Material to process:
----------------

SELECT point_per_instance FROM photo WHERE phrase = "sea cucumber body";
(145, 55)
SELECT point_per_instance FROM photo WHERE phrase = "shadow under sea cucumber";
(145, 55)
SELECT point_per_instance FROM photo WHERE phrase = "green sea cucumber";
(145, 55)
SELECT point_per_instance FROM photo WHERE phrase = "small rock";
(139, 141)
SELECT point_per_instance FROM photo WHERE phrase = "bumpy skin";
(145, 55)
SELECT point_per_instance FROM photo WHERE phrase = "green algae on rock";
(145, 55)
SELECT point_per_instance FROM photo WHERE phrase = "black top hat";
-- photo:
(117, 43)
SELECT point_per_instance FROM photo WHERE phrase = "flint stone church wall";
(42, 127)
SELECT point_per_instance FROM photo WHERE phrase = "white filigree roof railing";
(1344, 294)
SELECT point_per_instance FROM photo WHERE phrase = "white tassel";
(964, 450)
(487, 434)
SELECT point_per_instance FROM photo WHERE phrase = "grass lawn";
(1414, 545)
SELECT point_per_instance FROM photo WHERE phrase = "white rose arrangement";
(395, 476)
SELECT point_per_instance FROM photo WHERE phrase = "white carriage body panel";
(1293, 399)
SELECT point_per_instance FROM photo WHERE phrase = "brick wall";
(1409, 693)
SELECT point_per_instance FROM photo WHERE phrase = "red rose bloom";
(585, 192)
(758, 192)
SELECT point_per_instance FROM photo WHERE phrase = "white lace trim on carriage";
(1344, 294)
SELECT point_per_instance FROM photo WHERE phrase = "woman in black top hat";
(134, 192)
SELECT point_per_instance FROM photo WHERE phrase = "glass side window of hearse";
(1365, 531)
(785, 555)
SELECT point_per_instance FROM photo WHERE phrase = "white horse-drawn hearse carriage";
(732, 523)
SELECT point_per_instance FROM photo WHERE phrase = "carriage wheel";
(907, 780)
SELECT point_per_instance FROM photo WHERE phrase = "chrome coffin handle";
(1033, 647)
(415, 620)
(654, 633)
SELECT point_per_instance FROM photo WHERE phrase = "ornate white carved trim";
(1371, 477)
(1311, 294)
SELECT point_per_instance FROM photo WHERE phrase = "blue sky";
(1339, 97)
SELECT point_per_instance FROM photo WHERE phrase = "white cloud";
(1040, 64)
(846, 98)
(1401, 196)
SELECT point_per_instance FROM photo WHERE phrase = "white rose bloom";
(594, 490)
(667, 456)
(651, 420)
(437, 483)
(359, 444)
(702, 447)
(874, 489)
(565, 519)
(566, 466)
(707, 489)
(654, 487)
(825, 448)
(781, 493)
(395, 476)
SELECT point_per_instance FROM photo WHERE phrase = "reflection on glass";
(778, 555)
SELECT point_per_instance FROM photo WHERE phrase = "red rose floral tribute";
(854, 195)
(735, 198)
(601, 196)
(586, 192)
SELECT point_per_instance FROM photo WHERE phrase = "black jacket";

----------------

What needs to be done:
Add 5 to every coordinate in the answers, and write out every line from the start of the items down to the line containing "(1401, 196)", with both ends included and all other text left unchanged.

Correct answer:
SELECT point_per_instance FROM photo WHERE phrase = "sea cucumber body";
(150, 60)
SELECT point_per_instance FROM photo WHERE phrase = "shadow under sea cucumber";
(150, 60)
SELECT point_per_instance FROM photo WHERE phrase = "green sea cucumber";
(150, 60)
SELECT point_per_instance FROM photo WHERE phrase = "small rock";
(144, 146)
SELECT point_per_instance FROM photo WHERE phrase = "bumpy skin";
(150, 60)
SELECT point_per_instance FROM photo WHERE phrase = "green algae on rock";
(150, 60)
SELECT point_per_instance FROM photo WHERE phrase = "black top hat";
-- photo:
(122, 48)
SELECT point_per_instance FROM photo WHERE phrase = "flint stone church wall";
(47, 132)
SELECT point_per_instance FROM photo WHERE phrase = "white filigree roof railing";
(1349, 299)
SELECT point_per_instance FROM photo WHERE phrase = "white tassel";
(969, 455)
(492, 439)
SELECT point_per_instance FROM photo WHERE phrase = "grass lawn";
(1419, 550)
SELECT point_per_instance FROM photo WHERE phrase = "white rose arrangement";
(400, 481)
SELECT point_per_instance FROM photo WHERE phrase = "white carriage body panel";
(1298, 404)
SELECT point_per_instance FROM photo WHERE phrase = "brick wall";
(1414, 698)
SELECT point_per_instance FROM photo WHERE phrase = "red rose bloom";
(590, 197)
(763, 197)
SELECT point_per_instance FROM photo WHERE phrase = "white lace trim on carriage";
(1349, 299)
SELECT point_per_instance FROM photo WHERE phrase = "woman in black top hat";
(139, 197)
SELECT point_per_instance FROM photo WHERE phrase = "glass side window of hearse";
(1370, 536)
(790, 560)
SELECT point_per_instance FROM photo WHERE phrase = "white horse-drawn hearse carriage";
(737, 528)
SELECT point_per_instance FROM photo WHERE phrase = "carriage wheel";
(912, 785)
SELECT point_per_instance FROM photo WHERE phrase = "chrome coffin handle";
(1038, 652)
(420, 625)
(659, 638)
SELECT point_per_instance FROM photo WHERE phrase = "ornate white carved trim";
(1376, 482)
(1316, 299)
SELECT point_per_instance FROM photo WHERE phrase = "blue sky";
(1344, 102)
SELECT point_per_instance FROM photo WHERE phrase = "white cloud";
(1045, 69)
(851, 103)
(1406, 201)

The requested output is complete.